Records taken from a collection
* * * * * * * * *
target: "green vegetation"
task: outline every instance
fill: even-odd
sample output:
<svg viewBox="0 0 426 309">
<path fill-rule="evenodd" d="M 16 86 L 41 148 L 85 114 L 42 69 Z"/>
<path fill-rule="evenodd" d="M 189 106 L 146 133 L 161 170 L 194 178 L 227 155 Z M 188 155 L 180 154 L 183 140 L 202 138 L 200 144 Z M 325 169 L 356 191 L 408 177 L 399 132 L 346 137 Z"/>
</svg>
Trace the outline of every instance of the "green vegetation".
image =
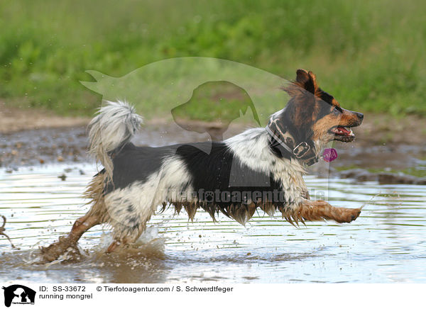
<svg viewBox="0 0 426 309">
<path fill-rule="evenodd" d="M 426 116 L 425 9 L 420 0 L 3 1 L 0 98 L 92 113 L 101 96 L 79 82 L 93 81 L 85 70 L 120 77 L 163 59 L 203 56 L 287 79 L 309 69 L 347 108 Z"/>
</svg>

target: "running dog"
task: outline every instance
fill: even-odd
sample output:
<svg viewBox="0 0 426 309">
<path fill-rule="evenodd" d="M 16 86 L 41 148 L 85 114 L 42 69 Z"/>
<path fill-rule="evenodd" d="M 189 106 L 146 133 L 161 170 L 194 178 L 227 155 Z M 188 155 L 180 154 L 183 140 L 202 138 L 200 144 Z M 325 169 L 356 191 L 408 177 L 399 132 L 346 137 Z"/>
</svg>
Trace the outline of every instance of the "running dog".
<svg viewBox="0 0 426 309">
<path fill-rule="evenodd" d="M 302 176 L 327 142 L 355 139 L 351 128 L 361 125 L 363 114 L 342 108 L 311 72 L 298 69 L 283 90 L 290 100 L 266 128 L 219 142 L 159 147 L 132 144 L 141 117 L 126 102 L 107 102 L 89 125 L 89 153 L 104 166 L 84 193 L 92 207 L 67 236 L 41 248 L 44 259 L 58 259 L 102 223 L 114 230 L 108 252 L 131 245 L 161 205 L 178 213 L 183 208 L 190 219 L 199 208 L 214 220 L 220 212 L 243 225 L 258 208 L 270 215 L 278 210 L 293 225 L 356 219 L 361 208 L 310 200 Z"/>
</svg>

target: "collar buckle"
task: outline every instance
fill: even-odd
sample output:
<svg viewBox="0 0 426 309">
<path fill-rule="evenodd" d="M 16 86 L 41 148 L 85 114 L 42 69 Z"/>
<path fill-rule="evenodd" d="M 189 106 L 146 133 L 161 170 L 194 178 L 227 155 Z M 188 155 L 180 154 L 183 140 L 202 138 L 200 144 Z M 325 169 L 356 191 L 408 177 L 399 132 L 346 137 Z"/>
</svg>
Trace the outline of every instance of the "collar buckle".
<svg viewBox="0 0 426 309">
<path fill-rule="evenodd" d="M 306 142 L 302 142 L 294 147 L 293 153 L 296 158 L 300 159 L 310 150 L 310 146 Z"/>
</svg>

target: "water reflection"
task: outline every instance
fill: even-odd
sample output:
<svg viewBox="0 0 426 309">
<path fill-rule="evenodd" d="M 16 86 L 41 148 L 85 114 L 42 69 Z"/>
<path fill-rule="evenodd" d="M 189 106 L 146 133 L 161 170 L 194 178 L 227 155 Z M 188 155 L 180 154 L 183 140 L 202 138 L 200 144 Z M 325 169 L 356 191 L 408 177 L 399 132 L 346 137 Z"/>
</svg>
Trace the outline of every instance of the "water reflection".
<svg viewBox="0 0 426 309">
<path fill-rule="evenodd" d="M 38 246 L 68 232 L 87 210 L 80 195 L 95 172 L 84 164 L 0 170 L 0 214 L 21 248 L 12 250 L 0 238 L 2 281 L 426 282 L 426 186 L 312 176 L 308 187 L 328 190 L 334 206 L 365 204 L 361 217 L 351 224 L 310 223 L 296 229 L 259 212 L 244 227 L 224 216 L 214 224 L 203 212 L 190 223 L 170 210 L 153 217 L 137 247 L 121 254 L 102 253 L 111 235 L 96 227 L 80 242 L 81 262 L 34 265 Z M 58 178 L 62 174 L 65 181 Z"/>
</svg>

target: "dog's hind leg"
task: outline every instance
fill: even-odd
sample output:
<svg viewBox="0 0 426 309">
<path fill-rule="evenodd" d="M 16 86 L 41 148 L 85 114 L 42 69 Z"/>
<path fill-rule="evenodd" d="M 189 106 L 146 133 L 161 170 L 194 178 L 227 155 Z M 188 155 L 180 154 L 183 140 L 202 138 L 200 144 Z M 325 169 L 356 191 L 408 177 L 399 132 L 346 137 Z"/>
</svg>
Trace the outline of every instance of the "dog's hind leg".
<svg viewBox="0 0 426 309">
<path fill-rule="evenodd" d="M 77 243 L 82 235 L 87 230 L 100 224 L 102 222 L 97 215 L 93 215 L 90 211 L 85 215 L 75 220 L 71 231 L 67 236 L 61 236 L 59 240 L 48 247 L 40 248 L 43 262 L 55 261 L 71 248 L 74 253 L 78 252 Z"/>
<path fill-rule="evenodd" d="M 358 218 L 361 213 L 360 208 L 344 208 L 333 207 L 324 201 L 310 201 L 304 199 L 300 206 L 296 208 L 291 218 L 317 221 L 321 220 L 333 220 L 339 223 L 350 223 Z"/>
<path fill-rule="evenodd" d="M 75 220 L 70 233 L 67 236 L 60 237 L 50 246 L 40 248 L 43 262 L 55 261 L 69 248 L 78 253 L 77 242 L 84 232 L 108 220 L 109 215 L 105 209 L 103 195 L 104 179 L 104 172 L 98 173 L 93 177 L 84 195 L 84 197 L 92 200 L 92 208 L 86 215 Z"/>
</svg>

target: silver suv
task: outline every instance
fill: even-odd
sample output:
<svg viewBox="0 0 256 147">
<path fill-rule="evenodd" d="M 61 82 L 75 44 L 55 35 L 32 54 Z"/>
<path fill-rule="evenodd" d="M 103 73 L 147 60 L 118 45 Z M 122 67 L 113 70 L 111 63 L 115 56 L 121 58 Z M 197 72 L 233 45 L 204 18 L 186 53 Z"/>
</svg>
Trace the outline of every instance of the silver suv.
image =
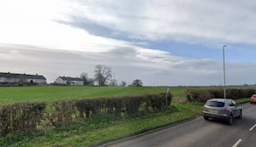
* * * * * * * * *
The task: Please count the lines in the records above that contain the string "reflection", and reply with that number alone.

Exercise answer: 2